[EXERCISE OBJECTIVE]
Output the full listing below exactly, without the pictures.

'''

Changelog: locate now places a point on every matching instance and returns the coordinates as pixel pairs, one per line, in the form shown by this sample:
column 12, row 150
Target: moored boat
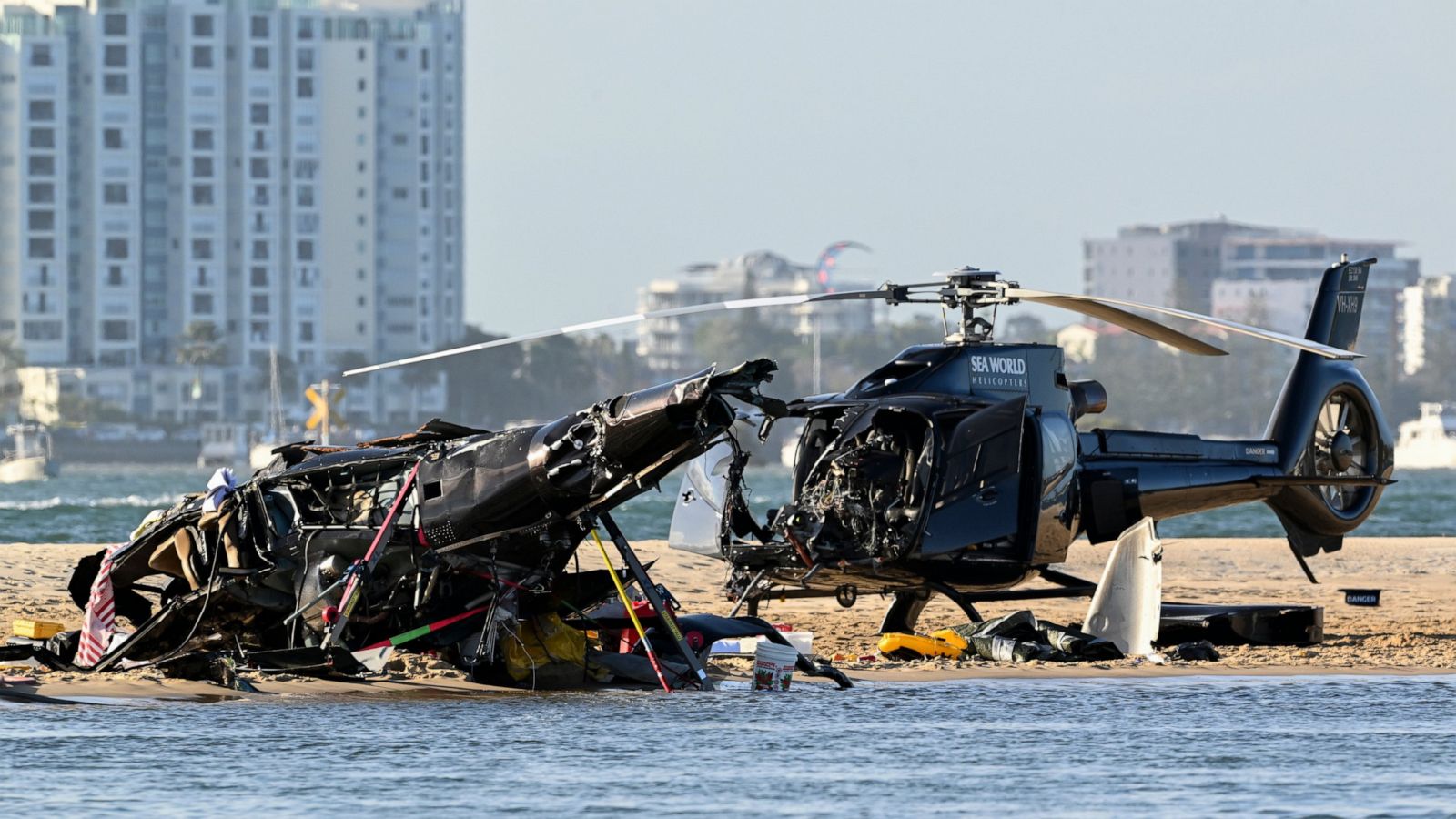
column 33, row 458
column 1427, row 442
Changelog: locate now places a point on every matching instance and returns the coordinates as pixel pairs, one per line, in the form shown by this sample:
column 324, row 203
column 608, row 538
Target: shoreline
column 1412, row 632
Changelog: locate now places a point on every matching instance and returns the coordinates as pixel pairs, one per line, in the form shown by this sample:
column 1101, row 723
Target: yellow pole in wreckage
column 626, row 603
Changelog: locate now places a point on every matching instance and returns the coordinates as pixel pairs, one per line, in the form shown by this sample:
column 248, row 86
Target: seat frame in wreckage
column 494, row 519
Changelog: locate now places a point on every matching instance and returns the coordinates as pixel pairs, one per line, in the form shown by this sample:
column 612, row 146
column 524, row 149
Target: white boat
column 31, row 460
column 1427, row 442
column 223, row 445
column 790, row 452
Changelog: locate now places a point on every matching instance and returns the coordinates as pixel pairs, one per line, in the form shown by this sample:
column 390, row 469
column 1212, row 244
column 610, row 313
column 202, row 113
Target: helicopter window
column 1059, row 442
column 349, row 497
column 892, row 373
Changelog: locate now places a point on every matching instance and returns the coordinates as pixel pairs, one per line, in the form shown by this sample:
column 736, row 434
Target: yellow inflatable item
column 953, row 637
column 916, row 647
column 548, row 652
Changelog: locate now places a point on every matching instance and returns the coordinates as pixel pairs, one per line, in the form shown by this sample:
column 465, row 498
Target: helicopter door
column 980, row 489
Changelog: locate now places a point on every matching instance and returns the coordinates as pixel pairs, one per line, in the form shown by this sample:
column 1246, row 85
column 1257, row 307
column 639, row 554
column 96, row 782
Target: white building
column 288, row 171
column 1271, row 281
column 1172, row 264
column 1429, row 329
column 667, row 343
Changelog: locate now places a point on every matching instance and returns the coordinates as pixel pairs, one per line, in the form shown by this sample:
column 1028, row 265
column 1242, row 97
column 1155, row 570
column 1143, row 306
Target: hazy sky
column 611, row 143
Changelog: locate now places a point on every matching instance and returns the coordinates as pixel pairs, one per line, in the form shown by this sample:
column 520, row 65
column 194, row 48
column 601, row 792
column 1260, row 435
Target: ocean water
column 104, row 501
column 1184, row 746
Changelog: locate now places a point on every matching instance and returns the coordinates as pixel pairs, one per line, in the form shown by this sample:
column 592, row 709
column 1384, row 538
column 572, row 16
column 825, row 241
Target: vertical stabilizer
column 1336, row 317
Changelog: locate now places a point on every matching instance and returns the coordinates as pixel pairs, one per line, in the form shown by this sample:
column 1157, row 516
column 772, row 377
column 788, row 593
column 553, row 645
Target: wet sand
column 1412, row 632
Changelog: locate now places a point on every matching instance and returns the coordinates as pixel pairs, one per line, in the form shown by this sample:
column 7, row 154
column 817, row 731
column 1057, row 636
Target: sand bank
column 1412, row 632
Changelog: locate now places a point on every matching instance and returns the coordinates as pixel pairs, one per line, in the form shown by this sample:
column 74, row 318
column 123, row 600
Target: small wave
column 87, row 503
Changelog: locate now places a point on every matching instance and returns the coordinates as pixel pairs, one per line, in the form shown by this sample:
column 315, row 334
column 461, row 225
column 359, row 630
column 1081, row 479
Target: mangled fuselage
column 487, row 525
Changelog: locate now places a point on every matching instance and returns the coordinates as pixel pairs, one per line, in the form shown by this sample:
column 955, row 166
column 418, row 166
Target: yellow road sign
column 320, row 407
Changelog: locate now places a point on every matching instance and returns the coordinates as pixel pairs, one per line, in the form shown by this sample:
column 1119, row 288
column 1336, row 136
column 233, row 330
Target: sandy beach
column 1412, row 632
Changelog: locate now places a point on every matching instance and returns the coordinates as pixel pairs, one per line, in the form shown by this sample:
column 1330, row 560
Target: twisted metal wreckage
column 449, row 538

'''

[TASK OUTPUT]
Changelog: locate now places a point on every matching instance and returns the coordinates as pixel pairs, one per line, in the form shown by this sample:
column 12, row 150
Target: moored boat
column 33, row 458
column 1427, row 442
Changelog: locate now places a point on every matching instance and returns the coordinates as pixel pairs, one per line, in the form shown by this sample:
column 324, row 203
column 608, row 538
Target: shoreline
column 1412, row 632
Changelog: locate now places a point on every matching instance and returns the coordinates as pixel pairs, one per line, in the form shown by this sample:
column 1101, row 723
Target: yellow pole in wreckage
column 626, row 603
Changelog: locate now places a point on every matching instance and returns the coordinates as pixel pairs, one per line, in the form shown by this sample:
column 248, row 86
Target: seat frame in wreckage
column 494, row 519
Changelog: locate now places a point on every matching instance and returns the coordinates as pixel pairs, one per line, in the form shown by this sample:
column 612, row 146
column 524, row 149
Target: white boat
column 31, row 460
column 1427, row 442
column 223, row 445
column 790, row 452
Changelog: locate now places a point on every matching instance and returns the coordinates as pixel pairs, one per line, in the form shown by this sample:
column 390, row 469
column 1212, row 244
column 610, row 313
column 202, row 113
Target: helicopter window
column 1059, row 442
column 349, row 497
column 892, row 373
Changelog: locate now places a point on every matching instance and returns the coordinates as pixel pairs, one per line, in the form shown by this sample:
column 736, row 434
Target: yellow inflatable item
column 953, row 637
column 916, row 647
column 548, row 652
Changelog: locate now places a point on every matching instance and returns the coordinates as pixel pairs, one per line, in the form shown by this sample:
column 465, row 498
Target: helicopter door
column 980, row 489
Changelog: locate now places a point on every matching instance and returns the coordinates as pixel pairs, one per line, in the form shown by this sample:
column 1246, row 85
column 1257, row 307
column 639, row 554
column 96, row 782
Target: white building
column 288, row 171
column 1271, row 281
column 1172, row 264
column 1429, row 329
column 667, row 343
Changelog: locate now places a point on every matching instance and returns the coordinates as pixel pairs, one per line, in the form shown by this sample:
column 1028, row 265
column 1242, row 97
column 1155, row 570
column 1143, row 306
Target: hazy sky
column 611, row 143
Changelog: locate now places a point on every matching instance and returns the coordinates as pixel pairs, one per line, in the form shown by this sample:
column 520, row 65
column 194, row 48
column 601, row 792
column 1260, row 435
Target: ocean water
column 104, row 501
column 1184, row 746
Changelog: locate now places a point on every matching instance and returns the coordinates as pixel pairs, one per line, in the form shown by this sample:
column 592, row 709
column 1384, row 538
column 572, row 16
column 825, row 241
Target: vertical stabilizer
column 1336, row 317
Changelog: locate now places a point on every matching instance and returns the coordinates as pixel pairs, one per line, in the form shown by this sample:
column 1157, row 516
column 772, row 377
column 788, row 593
column 553, row 645
Target: wet sand
column 1412, row 632
Changelog: locate now places a point on every matching instance and returns the coordinates as pixel pairs, one per line, in the form shown by this sample:
column 7, row 154
column 817, row 731
column 1057, row 636
Target: sand bank
column 1412, row 632
Changelog: locate now places a point on every matching instance and returns the coordinates as pixel pairs, one per line, in the form shown by this sample:
column 74, row 318
column 123, row 600
Target: small wave
column 87, row 503
Changelog: locate now places a point on every matching instance and returns the coordinates as pixel pairs, one per line, in the form shown by this sample:
column 315, row 334
column 461, row 225
column 359, row 630
column 1081, row 479
Target: mangled fuselage
column 487, row 525
Changelog: locate now places a point on every matching instance and returns the coordinates as pixel pairs, one per line, in the form shown by this sample:
column 955, row 166
column 418, row 166
Target: yellow road sign
column 320, row 407
Changelog: locate now places a point on every matching instance and returns the coordinates as pixel pairs, one per line, in the form shown by this sample:
column 1119, row 288
column 1336, row 136
column 233, row 330
Target: sandy beach
column 1412, row 632
Changelog: locate now places a point on every matching instance and returns the coordinates as pixel pairs, one per line, in the form shown by this sample:
column 1330, row 560
Target: twisted metal wreckage
column 449, row 538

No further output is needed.